Gaspare Spatuzza (Palermo, 8 April 1964) is a Sicilian mafioso from the Brancaccio quarter in Palermo. He was an assassin for the brothers Filippo and Giuseppe Graviano who headed the Mafia family of Brancaccio. After the arrest of the Gravianos in January 1994, he apparently succeeded them as the regent of the Mafia family. He was arrested in 1997 and started to cooperate with the judicial authorities in 2008. In his testimony he claimed that media tycoon and prime minister Silvio Berlusconi made a deal with the Sicilian Mafia in 1993 that put the country "in the hands" of Cosa Nostra.

Mafia killer
Spatuzza had been convicted of six bomb attacks and 40 homicides. He confessed the murder of the parish priest, father Pino Puglisi, on 15 September 1993. Puglisi was the pastor of San Gaetano's Parish in the rough Palermo neighbourhood of Brancaccio, and spoke out against the Mafia.

Spatuzza himself was arrested in July 1997. On 14 April 1998, Spatuzza, Nino Mangano, Cosimo Lo Nigro and Luigi Giacalone received life sentences for the killing of father Puglisi. He was also convicted for the murder of the young son of state witness Santino Di Matteo, Giuseppe, who had been kidnapped and killed after 779 days in a failed attempt to force the father to retract his testimony on the killing of Antimafia judge Giovanni Falcone. At the trial, Spatuzza had also asked Giuseppe Di Matteo's family for forgiveness. In 2012, Spatuzza himself was sentenced to 12 years in prison for his role in the murder.

▸ Data section

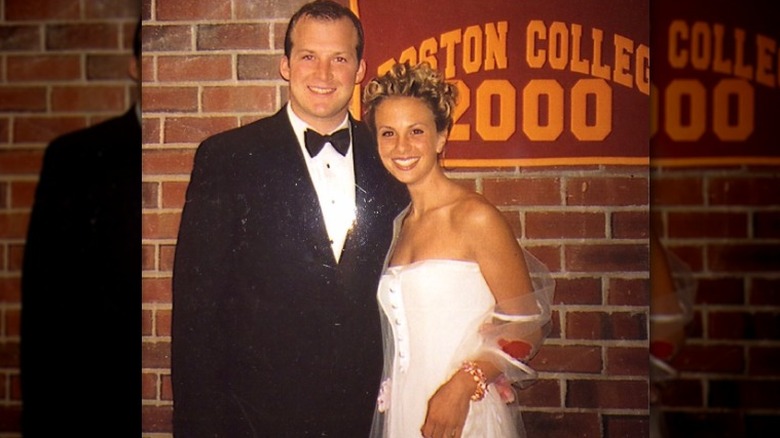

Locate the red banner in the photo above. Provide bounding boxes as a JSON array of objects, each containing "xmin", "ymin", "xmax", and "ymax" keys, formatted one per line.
--
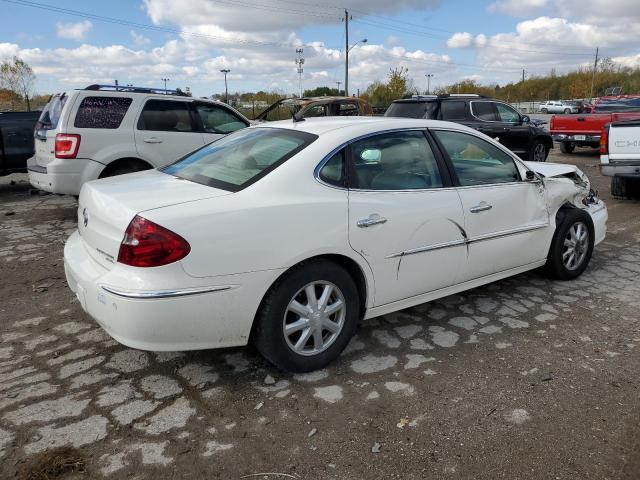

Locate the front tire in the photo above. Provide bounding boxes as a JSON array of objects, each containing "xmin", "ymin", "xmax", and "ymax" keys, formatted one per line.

▸ What you need to do
A - Quote the Spatuzza text word for word, starting at "Gaspare Spatuzza (Palermo, 8" and ending at "of Cosa Nostra.".
B - Answer these from the Spatuzza text:
(i) In what year did Spatuzza start to cooperate with the judicial authorities?
(ii) On what date was father Pino Puglisi murdered?
(iii) On what date did Spatuzza receive a life sentence for the killing of father Puglisi?

▸ Exercise answers
A -
Gaspare Spatuzza (Palermo, 8 April 1964) is a Sicilian mafioso from the Brancaccio quarter in Palermo. He was an assassin for the brothers Filippo and Giuseppe Graviano who headed the Mafia family of Brancaccio. After the arrest of the Gravianos in January 1994, he apparently succeeded them as the regent of the Mafia family. He was arrested in 1997 and started to cooperate with the judicial authorities in 2008. In his testimony he claimed that media tycoon and prime minister Silvio Berlusconi made a deal with the Sicilian Mafia in 1993 that put the country "in the hands" of Cosa Nostra.

B -
(i) 2008
(ii) 15 September 1993
(iii) 14 April 1998